Records shown:

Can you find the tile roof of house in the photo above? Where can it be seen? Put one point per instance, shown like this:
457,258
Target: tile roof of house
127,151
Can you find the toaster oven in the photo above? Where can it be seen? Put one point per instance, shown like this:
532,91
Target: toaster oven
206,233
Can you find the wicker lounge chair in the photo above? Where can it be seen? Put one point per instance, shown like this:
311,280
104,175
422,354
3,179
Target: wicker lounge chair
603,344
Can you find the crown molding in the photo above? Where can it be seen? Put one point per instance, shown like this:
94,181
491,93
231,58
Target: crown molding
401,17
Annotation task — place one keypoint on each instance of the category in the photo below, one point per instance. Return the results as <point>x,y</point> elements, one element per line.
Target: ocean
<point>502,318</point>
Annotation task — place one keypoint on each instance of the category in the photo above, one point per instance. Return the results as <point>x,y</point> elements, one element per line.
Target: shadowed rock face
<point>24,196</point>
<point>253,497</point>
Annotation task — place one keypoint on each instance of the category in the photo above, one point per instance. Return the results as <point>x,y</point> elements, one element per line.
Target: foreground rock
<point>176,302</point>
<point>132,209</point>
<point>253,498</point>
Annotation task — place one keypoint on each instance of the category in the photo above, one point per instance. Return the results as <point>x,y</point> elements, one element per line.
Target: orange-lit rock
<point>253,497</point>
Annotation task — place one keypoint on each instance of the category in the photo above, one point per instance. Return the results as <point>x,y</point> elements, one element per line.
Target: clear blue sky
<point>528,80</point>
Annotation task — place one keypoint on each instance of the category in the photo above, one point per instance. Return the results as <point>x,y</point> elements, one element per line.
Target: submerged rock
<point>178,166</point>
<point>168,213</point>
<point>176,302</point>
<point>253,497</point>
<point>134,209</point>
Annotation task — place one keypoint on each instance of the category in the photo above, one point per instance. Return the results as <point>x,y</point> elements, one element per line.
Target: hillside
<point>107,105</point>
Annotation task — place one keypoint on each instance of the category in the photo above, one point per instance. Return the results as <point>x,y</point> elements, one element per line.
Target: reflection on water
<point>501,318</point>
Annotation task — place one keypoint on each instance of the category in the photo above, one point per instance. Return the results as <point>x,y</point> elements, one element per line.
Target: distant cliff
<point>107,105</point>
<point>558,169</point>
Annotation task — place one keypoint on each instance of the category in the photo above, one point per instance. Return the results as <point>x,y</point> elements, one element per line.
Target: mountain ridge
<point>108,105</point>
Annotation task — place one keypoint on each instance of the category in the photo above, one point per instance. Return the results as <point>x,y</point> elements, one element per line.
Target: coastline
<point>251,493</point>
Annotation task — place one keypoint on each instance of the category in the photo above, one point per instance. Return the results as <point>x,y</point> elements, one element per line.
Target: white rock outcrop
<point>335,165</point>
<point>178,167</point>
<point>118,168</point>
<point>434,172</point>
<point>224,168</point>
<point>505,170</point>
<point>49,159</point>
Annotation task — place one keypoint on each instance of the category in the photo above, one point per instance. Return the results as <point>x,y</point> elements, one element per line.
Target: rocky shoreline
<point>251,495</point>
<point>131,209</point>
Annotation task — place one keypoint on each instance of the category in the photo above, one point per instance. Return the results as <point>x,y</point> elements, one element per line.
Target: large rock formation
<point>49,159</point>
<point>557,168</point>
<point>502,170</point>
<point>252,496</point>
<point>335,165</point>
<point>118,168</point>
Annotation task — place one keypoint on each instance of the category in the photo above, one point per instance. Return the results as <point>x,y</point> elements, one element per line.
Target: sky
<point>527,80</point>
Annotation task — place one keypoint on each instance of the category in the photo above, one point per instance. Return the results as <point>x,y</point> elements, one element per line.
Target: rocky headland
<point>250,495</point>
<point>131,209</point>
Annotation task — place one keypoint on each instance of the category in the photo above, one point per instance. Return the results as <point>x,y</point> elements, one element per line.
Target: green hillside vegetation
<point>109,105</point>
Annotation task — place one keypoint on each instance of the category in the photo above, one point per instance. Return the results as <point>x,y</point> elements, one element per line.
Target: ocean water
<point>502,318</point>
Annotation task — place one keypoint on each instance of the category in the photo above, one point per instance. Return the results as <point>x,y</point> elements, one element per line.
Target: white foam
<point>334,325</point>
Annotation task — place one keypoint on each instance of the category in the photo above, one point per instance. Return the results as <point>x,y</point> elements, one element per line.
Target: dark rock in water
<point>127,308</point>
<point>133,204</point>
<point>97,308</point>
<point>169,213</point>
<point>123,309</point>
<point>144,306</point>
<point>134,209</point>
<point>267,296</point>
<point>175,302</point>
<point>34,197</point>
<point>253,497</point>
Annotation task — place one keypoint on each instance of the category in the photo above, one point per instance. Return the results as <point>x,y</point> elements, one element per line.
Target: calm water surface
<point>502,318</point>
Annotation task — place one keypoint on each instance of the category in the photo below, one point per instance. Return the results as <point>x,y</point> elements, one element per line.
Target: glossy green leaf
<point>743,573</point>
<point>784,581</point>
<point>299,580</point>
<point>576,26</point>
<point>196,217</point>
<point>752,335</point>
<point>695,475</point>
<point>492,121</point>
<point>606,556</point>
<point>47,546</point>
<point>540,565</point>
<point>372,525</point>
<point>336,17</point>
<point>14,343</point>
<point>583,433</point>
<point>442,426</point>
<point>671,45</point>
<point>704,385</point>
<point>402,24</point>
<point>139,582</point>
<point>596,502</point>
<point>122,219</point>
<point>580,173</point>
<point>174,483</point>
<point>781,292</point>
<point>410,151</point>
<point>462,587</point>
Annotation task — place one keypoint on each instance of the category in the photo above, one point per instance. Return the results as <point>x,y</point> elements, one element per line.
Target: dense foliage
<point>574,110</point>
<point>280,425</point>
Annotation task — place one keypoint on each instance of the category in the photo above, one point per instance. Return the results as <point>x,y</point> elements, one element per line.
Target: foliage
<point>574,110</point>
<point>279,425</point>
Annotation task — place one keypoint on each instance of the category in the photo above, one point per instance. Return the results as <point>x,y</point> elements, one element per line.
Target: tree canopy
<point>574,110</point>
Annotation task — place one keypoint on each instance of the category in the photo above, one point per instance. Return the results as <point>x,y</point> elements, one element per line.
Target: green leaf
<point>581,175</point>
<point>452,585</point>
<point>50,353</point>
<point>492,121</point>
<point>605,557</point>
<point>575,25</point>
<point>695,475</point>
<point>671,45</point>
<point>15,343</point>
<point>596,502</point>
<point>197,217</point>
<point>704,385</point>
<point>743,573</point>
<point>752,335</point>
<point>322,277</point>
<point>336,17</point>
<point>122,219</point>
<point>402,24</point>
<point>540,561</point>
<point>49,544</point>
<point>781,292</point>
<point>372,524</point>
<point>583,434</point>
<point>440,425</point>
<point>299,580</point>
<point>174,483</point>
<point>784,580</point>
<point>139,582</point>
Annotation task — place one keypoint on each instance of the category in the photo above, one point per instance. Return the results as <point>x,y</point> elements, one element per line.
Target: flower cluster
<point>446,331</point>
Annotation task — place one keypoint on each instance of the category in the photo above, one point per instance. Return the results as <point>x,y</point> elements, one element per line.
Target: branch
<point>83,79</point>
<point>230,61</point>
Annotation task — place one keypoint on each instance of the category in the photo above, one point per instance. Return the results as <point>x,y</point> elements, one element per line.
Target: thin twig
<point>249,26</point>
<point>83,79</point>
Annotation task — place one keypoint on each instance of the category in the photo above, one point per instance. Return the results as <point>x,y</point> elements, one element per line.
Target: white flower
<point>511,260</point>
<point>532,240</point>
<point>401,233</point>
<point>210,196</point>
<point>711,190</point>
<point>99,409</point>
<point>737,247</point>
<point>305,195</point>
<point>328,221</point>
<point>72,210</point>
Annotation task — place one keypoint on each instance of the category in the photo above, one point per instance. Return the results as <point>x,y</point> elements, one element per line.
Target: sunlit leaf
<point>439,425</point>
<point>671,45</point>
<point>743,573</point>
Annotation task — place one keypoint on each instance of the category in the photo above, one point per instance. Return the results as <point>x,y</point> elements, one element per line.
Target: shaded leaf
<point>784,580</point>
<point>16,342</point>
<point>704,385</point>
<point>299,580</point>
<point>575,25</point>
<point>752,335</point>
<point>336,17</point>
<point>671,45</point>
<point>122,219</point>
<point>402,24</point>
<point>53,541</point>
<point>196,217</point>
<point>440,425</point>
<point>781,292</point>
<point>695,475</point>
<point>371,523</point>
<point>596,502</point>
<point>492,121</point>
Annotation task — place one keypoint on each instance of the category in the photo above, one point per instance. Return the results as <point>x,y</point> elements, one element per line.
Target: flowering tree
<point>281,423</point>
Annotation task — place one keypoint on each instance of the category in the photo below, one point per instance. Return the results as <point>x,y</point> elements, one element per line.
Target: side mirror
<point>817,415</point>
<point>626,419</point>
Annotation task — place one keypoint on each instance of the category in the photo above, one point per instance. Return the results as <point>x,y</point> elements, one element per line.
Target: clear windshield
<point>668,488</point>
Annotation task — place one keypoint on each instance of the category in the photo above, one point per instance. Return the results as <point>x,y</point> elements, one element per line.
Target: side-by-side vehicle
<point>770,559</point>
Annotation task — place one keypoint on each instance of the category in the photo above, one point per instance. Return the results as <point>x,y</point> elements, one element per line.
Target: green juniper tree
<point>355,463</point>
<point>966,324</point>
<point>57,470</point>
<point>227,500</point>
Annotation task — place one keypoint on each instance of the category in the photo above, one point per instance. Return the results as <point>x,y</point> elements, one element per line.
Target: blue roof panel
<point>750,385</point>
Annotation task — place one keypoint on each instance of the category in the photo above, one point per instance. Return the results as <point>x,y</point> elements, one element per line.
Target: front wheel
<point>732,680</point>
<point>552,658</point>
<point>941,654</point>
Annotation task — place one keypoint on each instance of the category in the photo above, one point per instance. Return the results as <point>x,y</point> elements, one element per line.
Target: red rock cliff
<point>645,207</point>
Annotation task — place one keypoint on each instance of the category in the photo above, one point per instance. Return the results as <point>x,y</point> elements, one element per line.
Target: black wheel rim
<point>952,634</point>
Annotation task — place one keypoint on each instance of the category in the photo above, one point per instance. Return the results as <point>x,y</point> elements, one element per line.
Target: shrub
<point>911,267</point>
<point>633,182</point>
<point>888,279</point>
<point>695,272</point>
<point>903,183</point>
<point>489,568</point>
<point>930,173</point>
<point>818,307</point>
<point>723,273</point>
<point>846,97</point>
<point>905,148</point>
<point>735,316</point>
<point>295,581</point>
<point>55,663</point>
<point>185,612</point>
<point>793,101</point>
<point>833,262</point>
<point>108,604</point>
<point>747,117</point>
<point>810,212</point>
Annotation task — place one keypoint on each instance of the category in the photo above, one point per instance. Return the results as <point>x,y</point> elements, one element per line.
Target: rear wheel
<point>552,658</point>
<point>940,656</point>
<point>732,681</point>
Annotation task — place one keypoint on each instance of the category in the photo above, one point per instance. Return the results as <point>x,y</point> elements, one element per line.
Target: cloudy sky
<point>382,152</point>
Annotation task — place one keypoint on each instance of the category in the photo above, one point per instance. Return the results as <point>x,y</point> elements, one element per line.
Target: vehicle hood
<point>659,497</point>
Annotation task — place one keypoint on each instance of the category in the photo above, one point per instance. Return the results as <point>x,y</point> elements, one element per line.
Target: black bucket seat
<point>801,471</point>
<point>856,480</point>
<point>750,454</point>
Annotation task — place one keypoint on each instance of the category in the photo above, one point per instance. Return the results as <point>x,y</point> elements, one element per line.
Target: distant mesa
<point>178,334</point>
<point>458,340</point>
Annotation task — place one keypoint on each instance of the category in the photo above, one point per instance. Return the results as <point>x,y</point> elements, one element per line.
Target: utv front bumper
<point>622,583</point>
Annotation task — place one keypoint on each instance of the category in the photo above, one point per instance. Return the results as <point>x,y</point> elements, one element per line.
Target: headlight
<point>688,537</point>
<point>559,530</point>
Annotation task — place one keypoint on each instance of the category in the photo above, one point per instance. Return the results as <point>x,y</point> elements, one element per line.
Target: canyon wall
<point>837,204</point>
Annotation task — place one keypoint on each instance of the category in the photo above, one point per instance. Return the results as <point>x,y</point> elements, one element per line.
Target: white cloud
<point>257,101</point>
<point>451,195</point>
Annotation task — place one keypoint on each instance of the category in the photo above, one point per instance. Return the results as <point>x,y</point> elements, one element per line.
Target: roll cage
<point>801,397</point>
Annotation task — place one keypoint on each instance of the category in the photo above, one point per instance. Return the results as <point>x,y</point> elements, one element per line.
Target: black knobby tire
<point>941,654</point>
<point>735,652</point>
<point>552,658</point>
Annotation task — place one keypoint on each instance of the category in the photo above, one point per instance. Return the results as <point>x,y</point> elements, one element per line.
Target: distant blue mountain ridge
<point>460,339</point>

Assigned task: Look through the material for "this". Copy each line that has it.

Expected answer:
Can you find the tile roof of house in the photo above? Where can it be seen? Put one point per instance, shown like this:
Can you find the toaster oven in the photo above? Where can it be seen? Put one point per instance, shown like this:
Can you find the wicker lounge chair in the photo above? Where can it be seen? Put one point per instance, shown like this:
Can you find the crown molding in the photo above? Where can it be seen? Put one point per instance, shown like this:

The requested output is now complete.